Exercise data:

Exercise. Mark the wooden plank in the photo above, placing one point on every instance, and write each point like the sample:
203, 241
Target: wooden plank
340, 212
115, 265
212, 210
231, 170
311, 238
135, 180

What is expected: Return each line of the items above verbatim, changing no character.

Final result:
Exercise. Mark the wooden plank in the photo above, placing one point on every instance, and write each point like the sample:
203, 241
Target: wooden plank
340, 212
115, 265
212, 210
231, 170
311, 238
135, 180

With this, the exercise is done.